(Dataset extract Opens)
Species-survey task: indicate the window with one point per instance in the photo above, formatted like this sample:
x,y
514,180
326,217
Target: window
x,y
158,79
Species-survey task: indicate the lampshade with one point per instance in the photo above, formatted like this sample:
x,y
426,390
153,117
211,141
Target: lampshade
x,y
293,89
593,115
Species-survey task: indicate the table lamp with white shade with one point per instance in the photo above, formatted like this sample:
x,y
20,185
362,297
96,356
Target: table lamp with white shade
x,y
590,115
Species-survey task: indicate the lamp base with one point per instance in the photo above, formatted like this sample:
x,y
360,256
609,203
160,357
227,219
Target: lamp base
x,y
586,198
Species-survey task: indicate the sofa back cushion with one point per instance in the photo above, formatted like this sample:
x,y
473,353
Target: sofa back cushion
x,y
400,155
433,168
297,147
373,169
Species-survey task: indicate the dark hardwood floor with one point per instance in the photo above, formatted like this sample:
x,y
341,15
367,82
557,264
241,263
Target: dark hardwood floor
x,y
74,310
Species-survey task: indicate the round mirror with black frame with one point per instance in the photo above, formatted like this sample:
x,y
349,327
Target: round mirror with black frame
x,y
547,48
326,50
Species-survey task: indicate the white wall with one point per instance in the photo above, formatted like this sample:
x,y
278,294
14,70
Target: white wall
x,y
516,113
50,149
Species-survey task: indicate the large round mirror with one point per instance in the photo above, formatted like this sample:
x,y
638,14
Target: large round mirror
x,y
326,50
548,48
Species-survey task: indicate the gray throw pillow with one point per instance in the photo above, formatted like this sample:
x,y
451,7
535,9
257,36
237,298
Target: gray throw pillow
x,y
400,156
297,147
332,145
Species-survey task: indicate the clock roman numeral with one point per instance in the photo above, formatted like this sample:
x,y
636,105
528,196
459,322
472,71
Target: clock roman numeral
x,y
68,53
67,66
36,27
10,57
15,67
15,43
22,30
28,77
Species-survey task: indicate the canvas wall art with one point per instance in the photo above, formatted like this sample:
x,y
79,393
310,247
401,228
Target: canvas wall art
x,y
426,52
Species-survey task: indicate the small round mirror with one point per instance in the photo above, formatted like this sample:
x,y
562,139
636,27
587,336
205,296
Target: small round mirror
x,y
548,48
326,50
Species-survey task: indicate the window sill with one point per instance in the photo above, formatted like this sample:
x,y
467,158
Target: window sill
(Dataset extract Closes)
[Exercise] Transcribe the listing from start to finish, exactly as given.

[Response to the exercise]
Species-survey task: indicate the window with one point per instance in the photo above, formatted like this sample:
x,y
514,180
326,217
Target: window
x,y
158,79
Species-survey task: indicate the lampshade with one point per instance in the photo above, formatted like this sample:
x,y
426,390
153,117
211,141
Target: lampshade
x,y
293,89
593,115
Species-survey task: indicate the table lamp with white shade with one point per instance in the photo above, formatted like this sample:
x,y
20,185
362,297
96,356
Target: table lamp with white shade
x,y
590,115
Species-survey task: indicate the lamp base with one point per instance in the photo above, formatted like this sample:
x,y
360,256
609,203
160,357
227,219
Target: lamp base
x,y
586,198
Species-survey task: indicate the sofa back cushion with one point per instance in the photo above, formatted like this sample:
x,y
473,353
Target: sofa back cushion
x,y
400,155
433,168
297,147
373,169
Species-survey task: indicate the dark hardwood floor with one point per instance in the photo above, formatted like this sample:
x,y
341,15
367,82
557,264
241,263
Target: dark hardwood floor
x,y
74,310
Species-survey task: indicate the round mirror with black frame with one point per instance in the photo above, formatted like this sample:
x,y
349,327
Target: round mirror with black frame
x,y
547,48
326,50
Species-survey task: indicate the white wall with one point per instance in the photo above, formatted like this sample:
x,y
278,294
14,70
Target: white wall
x,y
516,113
50,149
Species-survey task: indicate the large round mirror with one point per instance in the photo above, formatted like this sample:
x,y
638,14
Target: large round mirror
x,y
326,50
548,48
Species-survey task: indicate the gray throw pillow with one point per instance in the photo above, formatted like this sample:
x,y
451,7
535,9
257,36
237,298
Target: gray throw pillow
x,y
400,156
297,147
332,145
Species-survey task: indicate the clock roman numeral with one point per instance in the photo above, formatted like this sample:
x,y
636,105
528,196
459,322
472,71
Target: clock roman numeral
x,y
68,53
67,66
36,27
10,57
15,67
15,43
22,30
28,77
Species-survey task: indicate the canvas wall art with one point per instance in the photo above, formatted like this sample:
x,y
79,393
310,247
401,228
Target: canvas wall art
x,y
426,52
Species-survey task: indicate the small round mirror with one point per instance in the photo above, formatted like this sample:
x,y
562,139
636,27
587,336
205,296
Target: small round mirror
x,y
548,48
326,50
Species-survey task: indicate the window sill with one point per instance in the photo above, formatted like this sample:
x,y
467,158
Target: window sill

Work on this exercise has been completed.